[Stored items]
=======
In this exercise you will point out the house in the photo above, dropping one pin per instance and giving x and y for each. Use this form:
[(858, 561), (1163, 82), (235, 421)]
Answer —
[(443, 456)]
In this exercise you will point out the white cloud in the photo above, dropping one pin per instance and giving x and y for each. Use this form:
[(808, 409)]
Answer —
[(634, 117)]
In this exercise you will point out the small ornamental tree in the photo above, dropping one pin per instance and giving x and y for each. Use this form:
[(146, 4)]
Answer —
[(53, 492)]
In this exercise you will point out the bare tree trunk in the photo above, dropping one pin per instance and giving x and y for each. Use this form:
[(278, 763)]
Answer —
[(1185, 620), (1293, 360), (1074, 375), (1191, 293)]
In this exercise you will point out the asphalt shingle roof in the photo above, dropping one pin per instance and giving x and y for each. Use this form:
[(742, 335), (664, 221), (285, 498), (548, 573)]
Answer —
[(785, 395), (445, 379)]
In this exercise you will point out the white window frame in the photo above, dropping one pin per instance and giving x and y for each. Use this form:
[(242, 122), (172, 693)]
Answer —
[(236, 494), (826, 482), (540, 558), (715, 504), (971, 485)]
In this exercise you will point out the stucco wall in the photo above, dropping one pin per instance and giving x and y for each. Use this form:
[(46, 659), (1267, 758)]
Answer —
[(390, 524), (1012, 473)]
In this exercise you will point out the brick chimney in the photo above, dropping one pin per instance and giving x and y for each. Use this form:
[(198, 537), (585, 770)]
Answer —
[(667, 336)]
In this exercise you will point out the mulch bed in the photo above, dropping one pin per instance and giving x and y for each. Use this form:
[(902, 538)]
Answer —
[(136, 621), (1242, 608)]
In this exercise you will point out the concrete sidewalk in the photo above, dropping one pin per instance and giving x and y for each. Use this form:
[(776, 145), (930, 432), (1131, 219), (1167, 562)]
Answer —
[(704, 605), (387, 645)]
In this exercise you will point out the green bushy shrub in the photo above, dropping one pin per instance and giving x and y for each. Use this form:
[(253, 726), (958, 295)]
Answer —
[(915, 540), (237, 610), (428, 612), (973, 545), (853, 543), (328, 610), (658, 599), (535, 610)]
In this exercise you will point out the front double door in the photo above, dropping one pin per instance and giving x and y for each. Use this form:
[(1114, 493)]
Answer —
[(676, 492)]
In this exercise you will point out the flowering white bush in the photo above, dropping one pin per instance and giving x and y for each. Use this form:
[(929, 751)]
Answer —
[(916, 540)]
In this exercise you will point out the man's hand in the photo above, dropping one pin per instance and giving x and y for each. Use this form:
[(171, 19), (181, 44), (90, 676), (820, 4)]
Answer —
=======
## Work to be completed
Copy the lines above exactly, from the very first through the one containing "In this exercise you will point out the concrete", and include no other line.

## Result of this task
In this exercise you will point out the house in the photo above, dropping one pin per instance and giving x and y for each. Use this form:
[(858, 561), (1163, 82), (235, 421)]
Answer —
[(443, 456)]
In this exercise you will point out the white cloud in the photo above, dropping one pin per instance and giving x and y for each. Use this form:
[(808, 409)]
Answer —
[(634, 117)]
In this exercise you will point out the small ornamental tree in the photo above, dropping one pin per instance and giving x and y for each. Use this form:
[(146, 4)]
Answer —
[(53, 492)]
In this exercise you will point out the bare tree trunk in the photo above, dropping one pin per instance and giving x and y for each. Use this form:
[(278, 763)]
Answer —
[(1185, 620), (1293, 360), (1074, 375), (1191, 293)]
In this exercise you will point out the asphalt shingle roof in the photo above, dropping one pin per instance and giving x and y for each. Use this form:
[(742, 335), (664, 221), (285, 498), (548, 573)]
Answer —
[(785, 395), (445, 379)]
In this exercise you will point out the white window frame in the photo above, dropping one pin per instance and giving x and y for each. Use this form:
[(242, 122), (172, 693)]
Answer —
[(236, 494), (826, 482), (540, 558), (715, 504), (971, 485)]
In this exercise you will point out the stucco wall in the photo above, dropping one pin per instance and giving x and y for each. Use this form:
[(46, 659), (1267, 758)]
Answer —
[(390, 524), (1012, 473)]
In this exercise you will point out the brick chimney in the photo above, dropping one pin per instance and giving x and y for each. Use this form:
[(198, 537), (585, 770)]
Answer —
[(667, 336)]
In this exercise you will point out the mulch bed in the photo above, dropping one pin per instance and giving x and y for each. Use this form:
[(902, 538)]
Answer —
[(136, 621), (1242, 608)]
In this exercise you will point out the concrete sidewalk in the photo above, dropping one pin per instance and giving x and y for each. Use this form:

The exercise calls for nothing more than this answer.